* **WHAT IS EXPECTED**
Locate every line in the listing below that contains the word "cloud" and copy each of those lines.

Pointing and labeling entries
====

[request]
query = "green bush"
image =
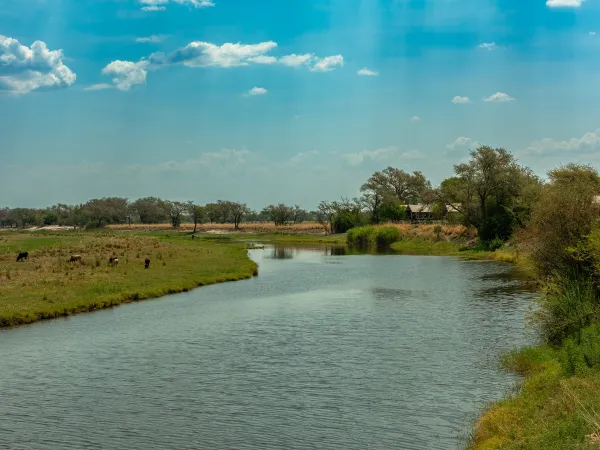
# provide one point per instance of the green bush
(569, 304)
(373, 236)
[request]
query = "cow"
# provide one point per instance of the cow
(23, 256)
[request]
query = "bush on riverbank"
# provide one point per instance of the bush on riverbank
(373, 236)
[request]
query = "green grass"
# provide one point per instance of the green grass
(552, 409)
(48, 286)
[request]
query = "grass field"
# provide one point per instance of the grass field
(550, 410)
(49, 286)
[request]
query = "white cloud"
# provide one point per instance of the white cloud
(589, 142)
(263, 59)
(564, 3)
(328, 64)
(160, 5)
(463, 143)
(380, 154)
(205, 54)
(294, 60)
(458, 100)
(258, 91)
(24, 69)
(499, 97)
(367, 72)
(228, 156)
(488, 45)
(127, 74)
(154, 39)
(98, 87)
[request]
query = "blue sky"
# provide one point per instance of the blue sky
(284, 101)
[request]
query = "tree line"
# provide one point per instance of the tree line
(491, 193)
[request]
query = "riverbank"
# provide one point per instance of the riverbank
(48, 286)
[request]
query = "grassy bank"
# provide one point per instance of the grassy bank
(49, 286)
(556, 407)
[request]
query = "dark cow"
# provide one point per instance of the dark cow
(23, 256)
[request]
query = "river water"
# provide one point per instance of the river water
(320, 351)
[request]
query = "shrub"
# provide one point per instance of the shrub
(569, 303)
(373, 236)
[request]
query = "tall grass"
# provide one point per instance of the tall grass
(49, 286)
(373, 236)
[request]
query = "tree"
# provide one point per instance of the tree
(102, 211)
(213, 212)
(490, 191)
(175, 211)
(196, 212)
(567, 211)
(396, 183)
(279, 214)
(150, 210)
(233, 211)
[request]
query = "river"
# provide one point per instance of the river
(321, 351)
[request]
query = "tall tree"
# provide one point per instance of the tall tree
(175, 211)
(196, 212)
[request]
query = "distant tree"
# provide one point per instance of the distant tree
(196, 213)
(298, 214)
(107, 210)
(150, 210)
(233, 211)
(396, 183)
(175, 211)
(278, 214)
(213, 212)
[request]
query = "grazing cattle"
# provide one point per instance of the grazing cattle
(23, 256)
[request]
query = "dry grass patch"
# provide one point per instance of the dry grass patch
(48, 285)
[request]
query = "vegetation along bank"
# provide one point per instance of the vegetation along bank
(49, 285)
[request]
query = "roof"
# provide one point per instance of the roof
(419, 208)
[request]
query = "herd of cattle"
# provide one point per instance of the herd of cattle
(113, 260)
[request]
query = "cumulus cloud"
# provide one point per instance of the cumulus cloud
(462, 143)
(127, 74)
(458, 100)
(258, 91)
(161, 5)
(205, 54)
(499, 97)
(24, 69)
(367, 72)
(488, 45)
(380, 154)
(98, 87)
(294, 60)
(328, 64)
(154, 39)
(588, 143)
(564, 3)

====

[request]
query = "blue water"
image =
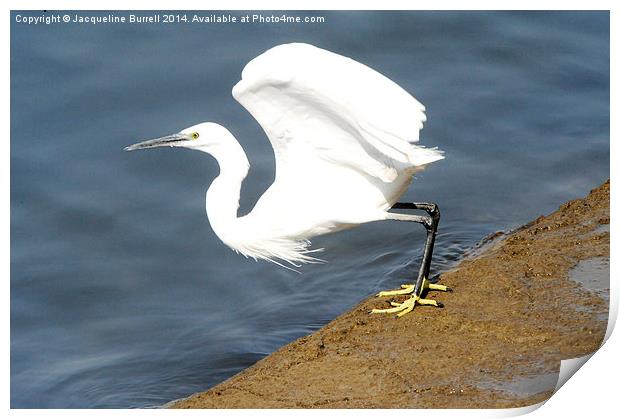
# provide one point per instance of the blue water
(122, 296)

====

* **SOLUTION TO THE EXERCISE**
query = "white cloud"
# provide one point per instance of the white cloud
query = "cumulus cloud"
# provide one point per instance of the cumulus cloud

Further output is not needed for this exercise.